--- BEGIN The data ---

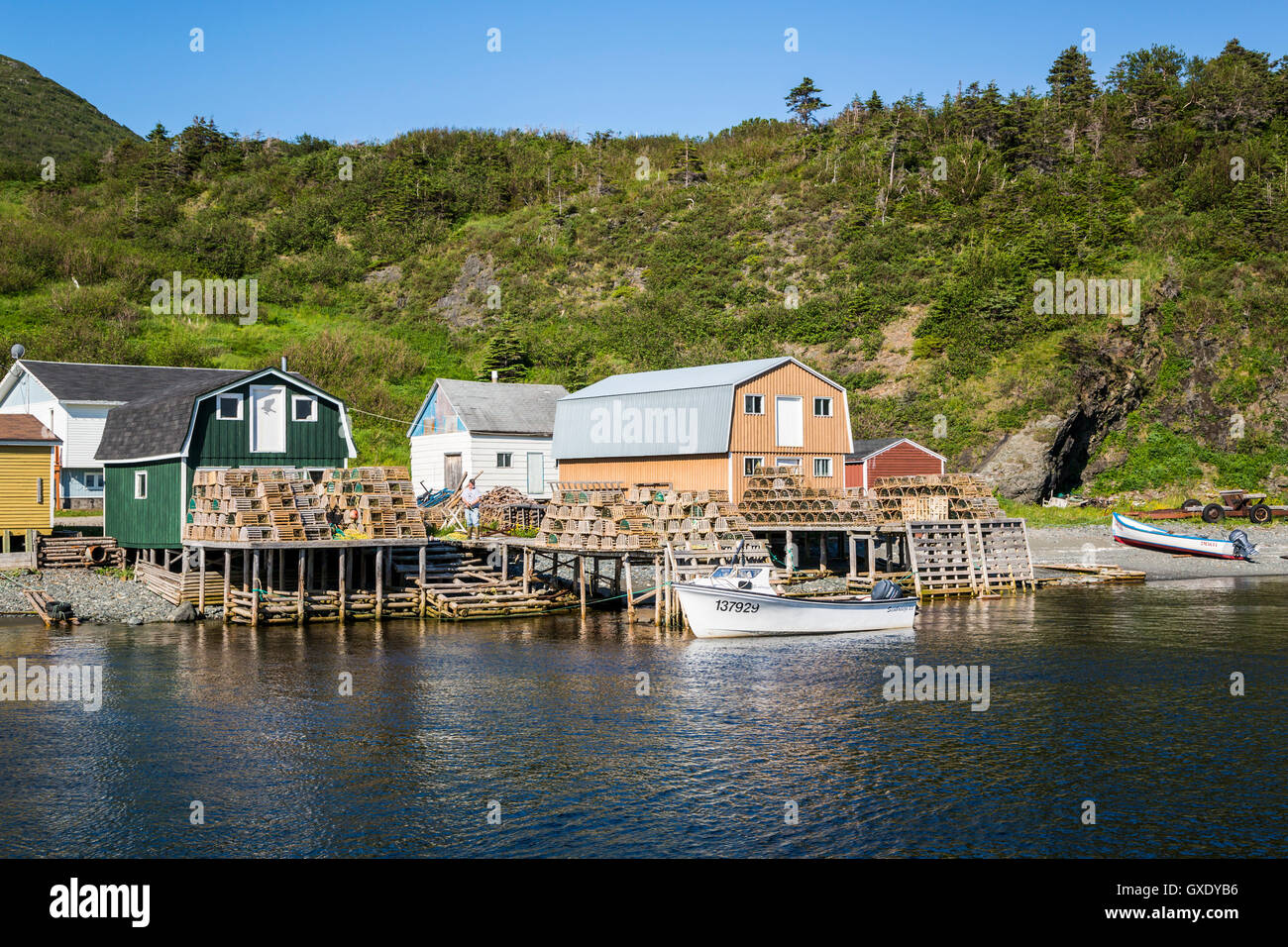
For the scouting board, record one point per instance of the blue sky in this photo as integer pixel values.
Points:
(373, 69)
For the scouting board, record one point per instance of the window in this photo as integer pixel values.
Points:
(228, 407)
(304, 408)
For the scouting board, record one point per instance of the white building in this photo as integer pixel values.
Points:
(500, 432)
(72, 401)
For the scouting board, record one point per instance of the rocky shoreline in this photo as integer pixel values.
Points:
(97, 595)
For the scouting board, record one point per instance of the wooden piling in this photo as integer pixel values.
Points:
(301, 587)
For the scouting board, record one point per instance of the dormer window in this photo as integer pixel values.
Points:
(228, 407)
(304, 408)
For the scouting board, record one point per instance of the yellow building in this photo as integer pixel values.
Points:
(29, 471)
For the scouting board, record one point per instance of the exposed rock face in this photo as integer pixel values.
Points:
(1051, 455)
(1019, 467)
(467, 302)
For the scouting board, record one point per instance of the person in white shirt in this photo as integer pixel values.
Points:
(472, 496)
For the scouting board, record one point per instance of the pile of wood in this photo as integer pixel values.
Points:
(460, 583)
(373, 502)
(176, 587)
(509, 509)
(935, 497)
(778, 497)
(68, 552)
(256, 504)
(649, 515)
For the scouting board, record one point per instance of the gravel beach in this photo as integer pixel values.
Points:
(94, 595)
(1095, 545)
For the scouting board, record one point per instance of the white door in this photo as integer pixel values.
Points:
(536, 474)
(790, 420)
(268, 419)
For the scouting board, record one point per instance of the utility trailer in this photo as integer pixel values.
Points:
(1234, 502)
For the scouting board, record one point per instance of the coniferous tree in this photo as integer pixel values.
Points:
(1070, 78)
(804, 101)
(505, 355)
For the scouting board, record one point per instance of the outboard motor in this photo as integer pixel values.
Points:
(887, 590)
(1241, 544)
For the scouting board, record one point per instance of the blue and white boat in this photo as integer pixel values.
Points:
(1132, 532)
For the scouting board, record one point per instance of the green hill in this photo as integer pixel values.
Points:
(40, 118)
(898, 248)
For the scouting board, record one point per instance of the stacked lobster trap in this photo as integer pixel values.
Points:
(256, 504)
(778, 497)
(926, 497)
(612, 517)
(373, 501)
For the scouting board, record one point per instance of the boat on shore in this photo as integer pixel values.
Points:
(739, 602)
(1132, 532)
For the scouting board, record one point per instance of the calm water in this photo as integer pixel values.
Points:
(1119, 694)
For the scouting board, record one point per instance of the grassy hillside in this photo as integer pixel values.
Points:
(40, 118)
(896, 248)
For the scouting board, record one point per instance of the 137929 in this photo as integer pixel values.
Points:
(724, 604)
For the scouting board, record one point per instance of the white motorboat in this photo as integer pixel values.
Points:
(1132, 532)
(739, 602)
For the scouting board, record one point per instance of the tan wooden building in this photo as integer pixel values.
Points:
(706, 428)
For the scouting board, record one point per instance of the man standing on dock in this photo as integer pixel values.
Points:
(472, 496)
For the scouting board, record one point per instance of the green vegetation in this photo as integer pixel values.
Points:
(894, 247)
(43, 119)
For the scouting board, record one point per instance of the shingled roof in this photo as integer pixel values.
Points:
(120, 382)
(866, 449)
(26, 428)
(158, 427)
(501, 407)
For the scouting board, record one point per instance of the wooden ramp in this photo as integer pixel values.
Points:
(969, 557)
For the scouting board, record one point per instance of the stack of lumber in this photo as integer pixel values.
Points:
(778, 497)
(648, 515)
(934, 497)
(374, 501)
(267, 504)
(969, 557)
(176, 587)
(509, 509)
(67, 552)
(460, 583)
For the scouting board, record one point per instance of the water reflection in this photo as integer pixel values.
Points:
(1119, 694)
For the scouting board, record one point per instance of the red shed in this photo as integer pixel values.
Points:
(889, 457)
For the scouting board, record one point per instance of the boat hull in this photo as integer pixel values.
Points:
(713, 612)
(1131, 532)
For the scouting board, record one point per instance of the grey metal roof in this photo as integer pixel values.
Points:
(502, 407)
(673, 379)
(656, 414)
(866, 449)
(121, 382)
(158, 427)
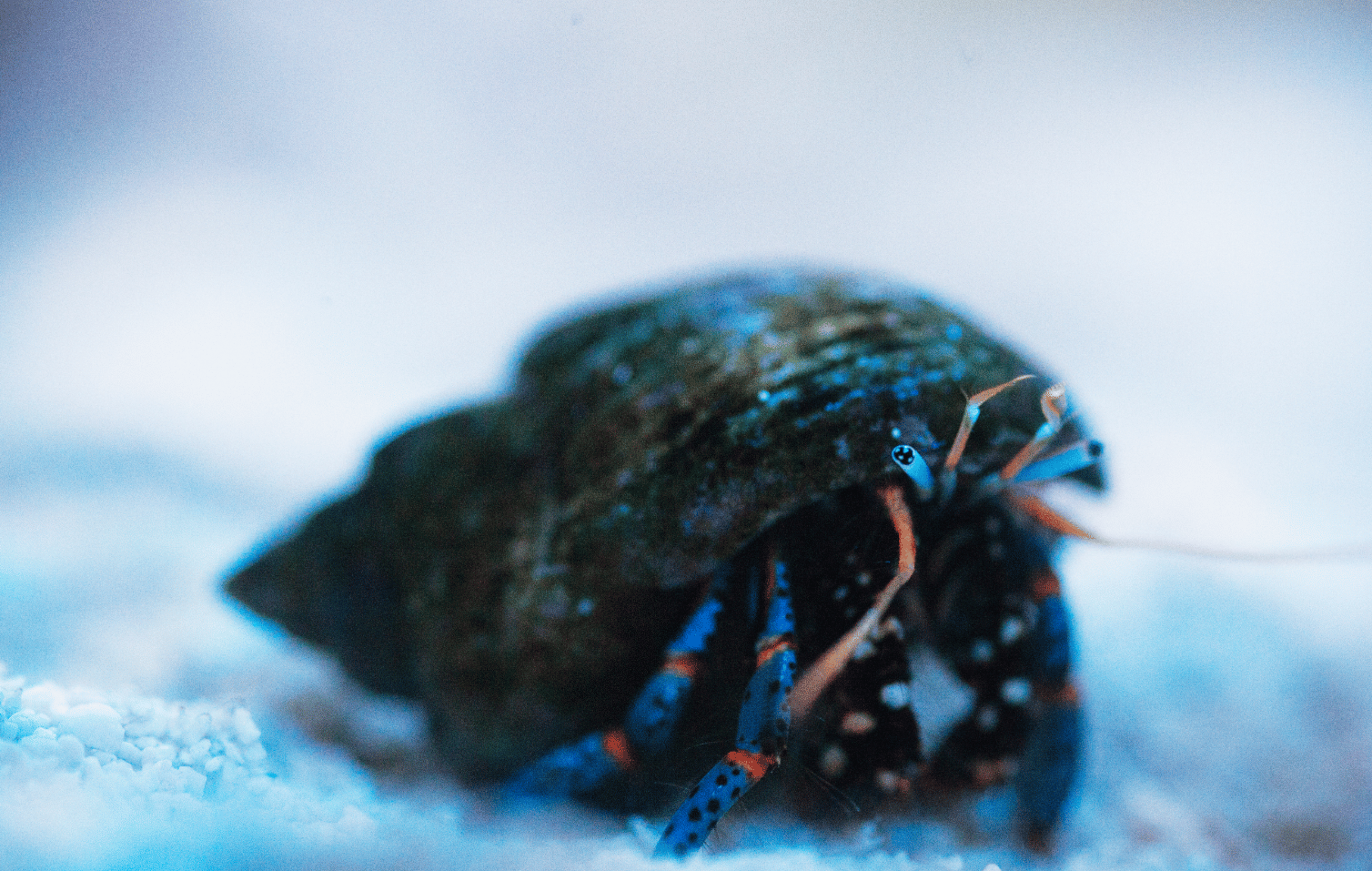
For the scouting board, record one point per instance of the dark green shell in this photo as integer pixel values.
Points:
(520, 564)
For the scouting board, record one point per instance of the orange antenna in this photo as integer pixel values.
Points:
(1054, 403)
(1051, 519)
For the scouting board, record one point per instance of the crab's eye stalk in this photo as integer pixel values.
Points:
(1064, 462)
(914, 465)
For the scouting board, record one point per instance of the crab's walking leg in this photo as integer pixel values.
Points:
(1050, 762)
(763, 726)
(1006, 633)
(596, 760)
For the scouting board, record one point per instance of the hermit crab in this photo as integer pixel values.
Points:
(708, 541)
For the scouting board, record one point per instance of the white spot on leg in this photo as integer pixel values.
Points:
(1015, 692)
(858, 723)
(833, 762)
(988, 717)
(983, 651)
(1012, 630)
(894, 695)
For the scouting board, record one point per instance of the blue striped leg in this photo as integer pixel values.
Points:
(1050, 763)
(763, 726)
(583, 767)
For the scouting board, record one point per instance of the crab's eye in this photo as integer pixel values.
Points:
(914, 465)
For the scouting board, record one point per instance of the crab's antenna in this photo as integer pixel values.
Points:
(1054, 403)
(969, 419)
(832, 663)
(1051, 519)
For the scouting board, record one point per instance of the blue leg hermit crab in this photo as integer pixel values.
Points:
(705, 541)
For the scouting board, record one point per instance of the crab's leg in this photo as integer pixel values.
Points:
(1018, 657)
(1050, 762)
(582, 767)
(763, 726)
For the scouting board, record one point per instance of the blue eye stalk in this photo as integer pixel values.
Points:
(1024, 467)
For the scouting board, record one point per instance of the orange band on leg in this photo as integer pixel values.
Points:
(756, 765)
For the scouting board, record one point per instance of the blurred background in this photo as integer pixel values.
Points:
(240, 243)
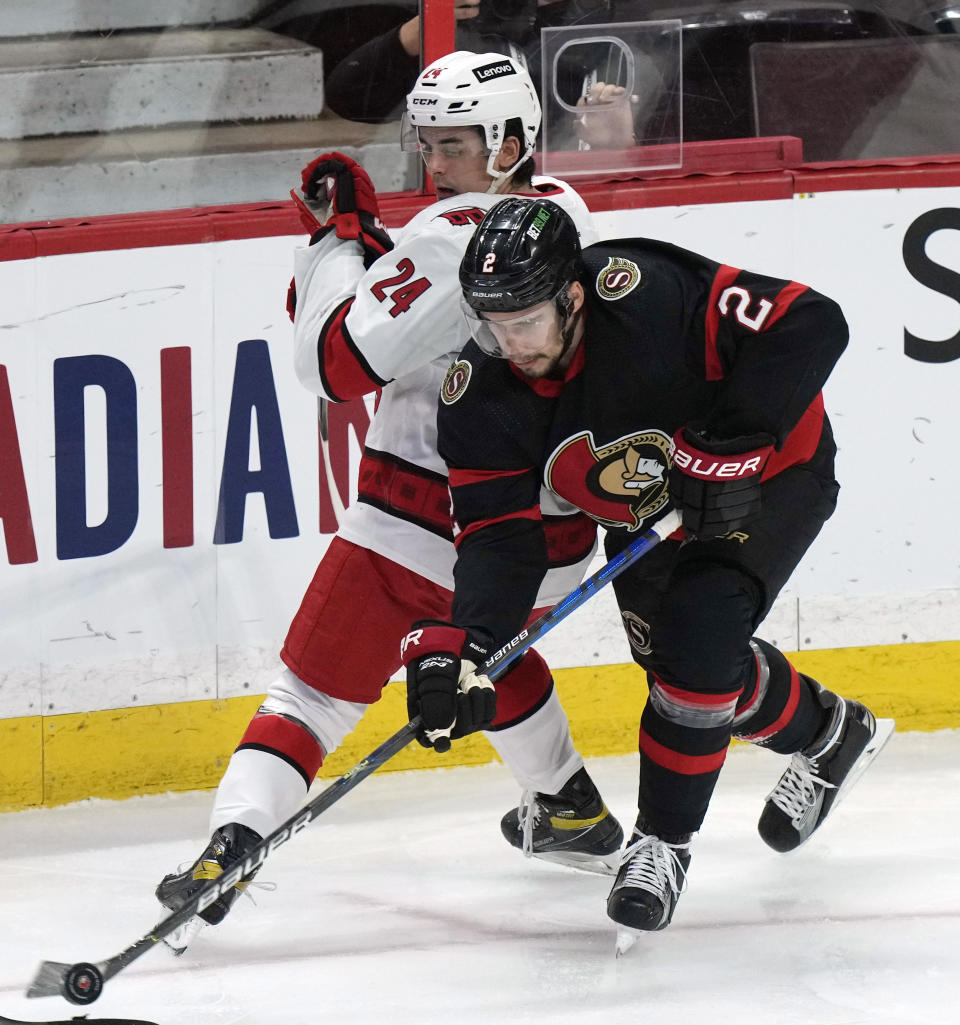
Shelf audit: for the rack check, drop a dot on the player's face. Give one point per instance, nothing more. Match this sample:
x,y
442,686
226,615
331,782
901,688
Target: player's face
x,y
456,160
538,341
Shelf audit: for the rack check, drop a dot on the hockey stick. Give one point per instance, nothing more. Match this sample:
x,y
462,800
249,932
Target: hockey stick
x,y
83,982
81,1018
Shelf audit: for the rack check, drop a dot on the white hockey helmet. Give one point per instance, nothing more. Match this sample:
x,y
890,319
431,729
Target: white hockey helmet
x,y
475,89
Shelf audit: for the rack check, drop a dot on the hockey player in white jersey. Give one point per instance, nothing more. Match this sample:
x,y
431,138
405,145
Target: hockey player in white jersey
x,y
380,315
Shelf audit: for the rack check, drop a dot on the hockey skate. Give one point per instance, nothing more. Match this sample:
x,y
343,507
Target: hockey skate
x,y
226,847
820,776
573,827
652,876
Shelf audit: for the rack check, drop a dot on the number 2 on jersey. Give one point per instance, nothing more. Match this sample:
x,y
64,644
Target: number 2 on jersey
x,y
400,289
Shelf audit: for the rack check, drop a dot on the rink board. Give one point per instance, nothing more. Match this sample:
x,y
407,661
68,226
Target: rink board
x,y
163,502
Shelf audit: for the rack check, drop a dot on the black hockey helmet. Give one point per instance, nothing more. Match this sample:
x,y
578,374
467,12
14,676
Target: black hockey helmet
x,y
523,252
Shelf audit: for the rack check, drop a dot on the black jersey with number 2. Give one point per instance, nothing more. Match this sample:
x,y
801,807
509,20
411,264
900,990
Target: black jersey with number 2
x,y
671,338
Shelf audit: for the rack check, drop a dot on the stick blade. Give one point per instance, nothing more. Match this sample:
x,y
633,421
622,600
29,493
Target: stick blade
x,y
49,980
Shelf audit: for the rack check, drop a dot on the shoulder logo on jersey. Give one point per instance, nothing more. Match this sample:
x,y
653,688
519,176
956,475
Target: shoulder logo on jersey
x,y
620,484
637,632
619,278
455,381
463,216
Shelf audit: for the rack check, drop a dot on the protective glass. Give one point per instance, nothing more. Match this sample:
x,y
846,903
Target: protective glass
x,y
516,338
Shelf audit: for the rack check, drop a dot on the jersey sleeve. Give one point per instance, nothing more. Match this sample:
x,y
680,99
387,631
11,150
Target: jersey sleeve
x,y
771,344
495,491
356,330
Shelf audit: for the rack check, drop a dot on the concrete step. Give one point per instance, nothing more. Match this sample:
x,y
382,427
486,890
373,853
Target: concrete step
x,y
44,17
172,168
150,79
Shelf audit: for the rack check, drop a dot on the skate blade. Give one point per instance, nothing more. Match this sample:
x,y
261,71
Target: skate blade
x,y
597,864
626,940
182,936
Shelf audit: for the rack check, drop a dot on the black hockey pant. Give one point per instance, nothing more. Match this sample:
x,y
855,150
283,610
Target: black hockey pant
x,y
690,611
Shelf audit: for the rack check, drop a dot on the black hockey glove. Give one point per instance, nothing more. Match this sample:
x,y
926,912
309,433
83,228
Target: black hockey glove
x,y
715,485
337,195
442,686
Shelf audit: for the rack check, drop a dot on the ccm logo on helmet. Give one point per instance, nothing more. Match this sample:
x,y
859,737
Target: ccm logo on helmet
x,y
713,469
487,72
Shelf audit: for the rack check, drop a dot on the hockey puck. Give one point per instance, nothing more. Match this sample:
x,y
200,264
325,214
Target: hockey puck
x,y
83,983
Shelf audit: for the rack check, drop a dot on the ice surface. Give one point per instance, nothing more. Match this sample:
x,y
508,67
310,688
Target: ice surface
x,y
402,905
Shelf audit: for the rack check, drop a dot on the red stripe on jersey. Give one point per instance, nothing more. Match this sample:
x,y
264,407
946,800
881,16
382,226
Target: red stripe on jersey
x,y
723,279
784,300
793,699
286,739
685,765
531,514
342,373
460,478
801,442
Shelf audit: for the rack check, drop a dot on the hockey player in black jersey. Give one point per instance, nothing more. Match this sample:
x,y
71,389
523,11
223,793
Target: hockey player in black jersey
x,y
629,377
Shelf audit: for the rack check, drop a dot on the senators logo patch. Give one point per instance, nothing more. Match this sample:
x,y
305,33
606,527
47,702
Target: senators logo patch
x,y
455,382
637,632
620,484
618,279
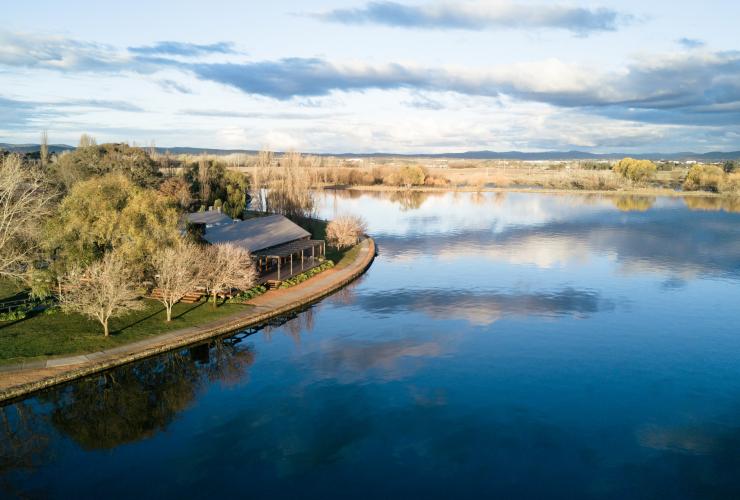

--- END The data ---

■ Exercise: Turn the part of the records that opens with the line containing "the crab's leg" and closes with the line containing "(1024, 467)" into a numbered list. Include both of those lines and leave out any blank lines.

■ The answer:
1. For the scouting board, record one point per instance of the crab's leg in this photo as integer pixel values.
2. Points:
3. (1018, 657)
4. (1050, 762)
5. (582, 767)
6. (763, 726)
7. For the scouting board, record one point per instance of the blue eye stalk in this photo as integer pixel values.
8. Points:
9. (1024, 467)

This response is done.